**To do:** Only the lines with "path" in them need to be copied from the listing.
--- Source records Enclosed Below ---
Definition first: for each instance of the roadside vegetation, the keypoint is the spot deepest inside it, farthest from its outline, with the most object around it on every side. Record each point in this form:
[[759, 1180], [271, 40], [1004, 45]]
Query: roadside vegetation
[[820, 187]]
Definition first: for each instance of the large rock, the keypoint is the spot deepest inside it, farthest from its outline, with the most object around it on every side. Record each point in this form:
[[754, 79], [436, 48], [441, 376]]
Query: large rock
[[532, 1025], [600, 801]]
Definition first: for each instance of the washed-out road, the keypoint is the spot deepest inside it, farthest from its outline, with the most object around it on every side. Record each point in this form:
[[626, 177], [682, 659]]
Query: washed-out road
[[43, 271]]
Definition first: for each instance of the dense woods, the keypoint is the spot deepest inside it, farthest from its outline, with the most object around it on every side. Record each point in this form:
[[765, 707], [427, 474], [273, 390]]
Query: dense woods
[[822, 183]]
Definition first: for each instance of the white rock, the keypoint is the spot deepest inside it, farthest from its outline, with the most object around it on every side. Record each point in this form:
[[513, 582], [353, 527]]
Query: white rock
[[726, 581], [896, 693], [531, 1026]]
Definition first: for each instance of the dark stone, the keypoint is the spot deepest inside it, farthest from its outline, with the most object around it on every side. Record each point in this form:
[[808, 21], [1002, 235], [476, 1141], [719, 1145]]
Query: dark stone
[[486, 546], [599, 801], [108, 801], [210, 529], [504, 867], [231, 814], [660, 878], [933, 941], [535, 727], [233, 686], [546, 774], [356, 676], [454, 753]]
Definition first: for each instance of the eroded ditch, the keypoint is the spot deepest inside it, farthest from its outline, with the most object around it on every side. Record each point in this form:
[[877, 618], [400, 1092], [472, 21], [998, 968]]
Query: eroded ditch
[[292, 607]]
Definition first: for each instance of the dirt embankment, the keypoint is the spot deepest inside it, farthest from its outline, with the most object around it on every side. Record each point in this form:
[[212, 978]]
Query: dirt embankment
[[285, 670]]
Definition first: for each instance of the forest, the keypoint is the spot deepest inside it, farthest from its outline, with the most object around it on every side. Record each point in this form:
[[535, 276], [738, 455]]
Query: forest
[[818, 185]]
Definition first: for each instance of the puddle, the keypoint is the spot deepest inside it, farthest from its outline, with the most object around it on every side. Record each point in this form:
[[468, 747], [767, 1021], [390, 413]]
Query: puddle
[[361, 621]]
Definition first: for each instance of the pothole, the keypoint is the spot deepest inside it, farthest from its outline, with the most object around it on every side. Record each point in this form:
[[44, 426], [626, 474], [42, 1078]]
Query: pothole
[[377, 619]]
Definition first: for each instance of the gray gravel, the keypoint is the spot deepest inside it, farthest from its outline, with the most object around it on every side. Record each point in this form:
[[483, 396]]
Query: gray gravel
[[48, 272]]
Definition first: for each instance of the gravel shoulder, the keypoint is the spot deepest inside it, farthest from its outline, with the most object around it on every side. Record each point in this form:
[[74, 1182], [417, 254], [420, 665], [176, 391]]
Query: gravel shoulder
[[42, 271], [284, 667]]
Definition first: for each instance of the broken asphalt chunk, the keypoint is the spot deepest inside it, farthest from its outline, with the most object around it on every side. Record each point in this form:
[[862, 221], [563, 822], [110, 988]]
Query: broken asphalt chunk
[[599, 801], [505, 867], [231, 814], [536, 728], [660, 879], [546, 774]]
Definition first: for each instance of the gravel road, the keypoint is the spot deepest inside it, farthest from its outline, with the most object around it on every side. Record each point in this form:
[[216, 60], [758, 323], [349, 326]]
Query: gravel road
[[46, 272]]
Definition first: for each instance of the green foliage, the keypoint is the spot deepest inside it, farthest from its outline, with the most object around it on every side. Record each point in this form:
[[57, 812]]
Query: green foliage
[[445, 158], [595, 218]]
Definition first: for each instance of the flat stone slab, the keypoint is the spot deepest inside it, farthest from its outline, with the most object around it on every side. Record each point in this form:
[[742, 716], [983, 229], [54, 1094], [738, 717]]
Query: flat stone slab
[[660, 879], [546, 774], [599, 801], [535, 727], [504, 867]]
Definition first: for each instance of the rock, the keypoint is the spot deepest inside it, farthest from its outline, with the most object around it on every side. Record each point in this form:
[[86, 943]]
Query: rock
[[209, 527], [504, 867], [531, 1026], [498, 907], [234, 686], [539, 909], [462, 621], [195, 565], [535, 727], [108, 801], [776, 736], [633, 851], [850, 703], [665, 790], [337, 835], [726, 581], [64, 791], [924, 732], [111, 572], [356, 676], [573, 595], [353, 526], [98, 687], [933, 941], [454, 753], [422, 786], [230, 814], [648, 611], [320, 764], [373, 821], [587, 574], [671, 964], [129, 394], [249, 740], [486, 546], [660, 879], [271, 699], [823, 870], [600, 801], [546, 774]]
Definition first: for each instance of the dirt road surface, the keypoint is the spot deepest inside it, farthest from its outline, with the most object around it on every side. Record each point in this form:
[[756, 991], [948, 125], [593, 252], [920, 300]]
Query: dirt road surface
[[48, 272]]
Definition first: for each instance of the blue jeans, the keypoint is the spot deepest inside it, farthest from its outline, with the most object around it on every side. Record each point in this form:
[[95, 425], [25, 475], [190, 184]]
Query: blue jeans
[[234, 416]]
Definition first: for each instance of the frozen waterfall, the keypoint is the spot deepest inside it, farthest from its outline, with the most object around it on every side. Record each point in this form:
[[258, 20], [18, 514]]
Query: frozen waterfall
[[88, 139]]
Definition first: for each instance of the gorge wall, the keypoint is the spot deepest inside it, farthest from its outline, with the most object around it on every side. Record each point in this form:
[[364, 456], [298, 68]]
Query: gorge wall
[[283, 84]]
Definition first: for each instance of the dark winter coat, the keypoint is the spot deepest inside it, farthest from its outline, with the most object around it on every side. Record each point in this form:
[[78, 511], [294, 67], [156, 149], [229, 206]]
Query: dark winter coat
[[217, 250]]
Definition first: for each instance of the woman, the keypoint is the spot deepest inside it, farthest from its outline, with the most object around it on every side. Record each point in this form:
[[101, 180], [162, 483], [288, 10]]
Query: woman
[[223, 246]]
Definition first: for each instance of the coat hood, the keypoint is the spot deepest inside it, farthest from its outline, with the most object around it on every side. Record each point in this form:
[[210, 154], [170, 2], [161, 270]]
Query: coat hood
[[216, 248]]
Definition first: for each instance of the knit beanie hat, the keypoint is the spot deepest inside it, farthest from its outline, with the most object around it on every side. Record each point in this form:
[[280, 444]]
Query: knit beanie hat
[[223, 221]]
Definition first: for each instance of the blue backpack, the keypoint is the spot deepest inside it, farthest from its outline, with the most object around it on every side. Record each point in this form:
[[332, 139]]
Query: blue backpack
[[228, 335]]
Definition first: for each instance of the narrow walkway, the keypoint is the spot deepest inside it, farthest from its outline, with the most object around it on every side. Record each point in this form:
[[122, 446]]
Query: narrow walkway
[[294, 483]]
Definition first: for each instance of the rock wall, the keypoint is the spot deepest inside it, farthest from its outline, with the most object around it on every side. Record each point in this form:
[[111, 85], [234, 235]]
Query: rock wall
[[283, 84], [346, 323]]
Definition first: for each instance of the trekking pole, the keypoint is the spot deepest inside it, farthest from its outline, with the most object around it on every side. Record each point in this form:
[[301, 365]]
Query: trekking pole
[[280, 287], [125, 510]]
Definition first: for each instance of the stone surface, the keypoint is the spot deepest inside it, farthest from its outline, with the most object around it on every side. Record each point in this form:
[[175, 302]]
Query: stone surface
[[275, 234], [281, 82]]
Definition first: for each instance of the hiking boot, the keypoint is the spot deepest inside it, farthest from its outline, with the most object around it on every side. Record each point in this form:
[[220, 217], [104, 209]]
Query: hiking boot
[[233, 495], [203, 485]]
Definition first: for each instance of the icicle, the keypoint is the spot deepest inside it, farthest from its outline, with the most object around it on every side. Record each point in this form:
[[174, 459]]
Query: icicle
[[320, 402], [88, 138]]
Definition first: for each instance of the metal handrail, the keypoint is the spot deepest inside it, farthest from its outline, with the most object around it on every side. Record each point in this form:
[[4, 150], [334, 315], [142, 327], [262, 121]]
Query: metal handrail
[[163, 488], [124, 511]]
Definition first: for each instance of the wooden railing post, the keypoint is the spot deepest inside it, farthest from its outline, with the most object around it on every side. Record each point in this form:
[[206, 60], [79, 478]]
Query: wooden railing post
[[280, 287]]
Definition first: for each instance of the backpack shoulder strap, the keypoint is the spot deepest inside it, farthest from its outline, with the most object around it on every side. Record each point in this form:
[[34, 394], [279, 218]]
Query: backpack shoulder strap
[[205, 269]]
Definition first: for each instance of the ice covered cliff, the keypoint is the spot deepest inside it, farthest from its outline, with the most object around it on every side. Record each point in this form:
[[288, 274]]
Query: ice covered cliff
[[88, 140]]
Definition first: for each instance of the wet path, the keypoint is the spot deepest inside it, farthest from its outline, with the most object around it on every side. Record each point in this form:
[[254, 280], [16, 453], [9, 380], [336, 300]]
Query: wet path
--- End of Enclosed Source records ---
**Result for this task:**
Definition first: for each instance of the wet path, the keypoint is the spot deepest inside it, farthest from its outline, with the most object around it on every side. Record each point in this form:
Query: wet path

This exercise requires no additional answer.